▶ Çalışmanın Kapsamı
Aşağıdaki modal analiz metninde "Modal test ve modal analiz, mekanik sistemlerin" sözleriyle başlayan paragrafı, temel bilgilerini koruyarak madde listesi hâlinde yeniden yazınız.

+++ Verilen Metin

FEM modal analizi, özellikle sistemlerin rezonans davranışlarını anlamak ve karşılaşılabilecek tasarım sorunlarını önceden belirlemek için yaygın olarak kullanılır. Örneğin, zırhlı bir aracın tavan yapısının modal analizi, yapının dinamik özelliklerini eniyilemek ve operasyonel koşullarda rezonansa girme riskini en aza indirmek amacıyla gerçekleştirilebilir. Bu süreçte, tavan yapısının elemanlarına ait yoğunluk, elastisite modülü ve poisson oranı gibi mekanik özellikleri dikkatlice tanımlanır, birleşim noktalarında sınır koşulları uygulanır ve ardından analizin sonuçları modal test verileriyle karşılaştırılır.
FEM modal analizi, fiziksel testlere kıyasla daha hızlı ve düşük maliyetli olmasının yanı sıra, tasarımın erken aşamalarında uygulanabilmesi ile büyük bir üstünlük taşır. Ancak bu yöntemin doğruluğu, modellemede kullanılan eleman tipine, ağ yoğunluğuna ve sınır koşullarının doğru tanımlanmasına bağlıdır.
Sonuç olarak, FEM modal analizi, mühendislik sistemlerinin dinamik özelliklerini değerlendirmek ve en uygun tasarımın yapılabilmesi için vazgeçilmez bir araçtır. Bu yöntem, modal test sonuçlarıyla birleştirildiğinde, yapıların dinamik performansını daha doğru ve kapsamlı bir şekilde değerlendirme olanağı sunar. Ayrıca, sistemlerin güvenilirliği ve dayanıklılığı üzerinde ayrıntılı öngörülerde bulunulmasını sağlar.

4.3 Modal Test ve Modal Analiz Arasındaki Farklar:
Modal test ve modal analiz, mekanik sistemlerin dinamik davranışlarını değerlendirmek için kullanılan iki tamamlayıcı yöntemdir. Modal analiz, sistemin doğal frekanslarını ve mod şekillerini Sonlu Elemanlar Yöntemi ile sayısal olarak hesaplamayı hedeflerken, modal test, bu bilgileri fiziksel ilk örnekler (prototipler) üzerinde deneysel olarak doğrulamayı amaçlar. Modal analiz, tasarım sürecinde daha hızlı sonuçlar vermesi ve farklı senaryoları kolayca simüle edebilmesi (benzeştirebilmesi) ile öne çıkarken, modal testler, sistemin gerçek koşullarda dinamik davranışlarını yüksek doğrulukla ölçerek teorik analizlerin doğrulanmasını sağlar. Ancak modal testler, yüksek maliyetli donanım gereksinimleri ve zaman alıcı kurulum süreçleri nedeniyle genellikle ilk örnek (prototip) veya son ürün aşamasında uygulanır. Bu farklar, aşağıdaki Tablo 1’de görebilirsiniz.

++++++
+++ Öğe Listesi

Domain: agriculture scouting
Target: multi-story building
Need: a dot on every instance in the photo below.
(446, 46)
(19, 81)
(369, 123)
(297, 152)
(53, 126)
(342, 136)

++++++

▶ Tamamlanmış Görev
- Modal test ve modal analiz, mekanik sistemlerin dinamik davranışlarını değerlendirmede birbirini tamamlayan iki yöntemdir.
- Modal analiz, sistemin doğal frekanslarını ve mod şekillerini Sonlu Elemanlar Yöntemi ile sayısal olarak hesaplar.
- Modal test, bu bilgileri fiziksel ilk örnekler (prototipler) üzerinde deneysel olarak doğrular.
- Modal analiz, tasarım sürecinde hızlı sonuç vermesi ve farklı senaryoları kolayca simüle edebilmesiyle öne çıkar.
- Modal test, sistemin gerçek koşullardaki dinamik davranışını yüksek doğrulukla ölçerek teorik analizlerin doğrulanmasını sağlar.
- Yüksek maliyetli donanım ve zaman alıcı kurulum gerektirdiği için modal test genellikle prototip veya son ürün aşamasında uygulanır.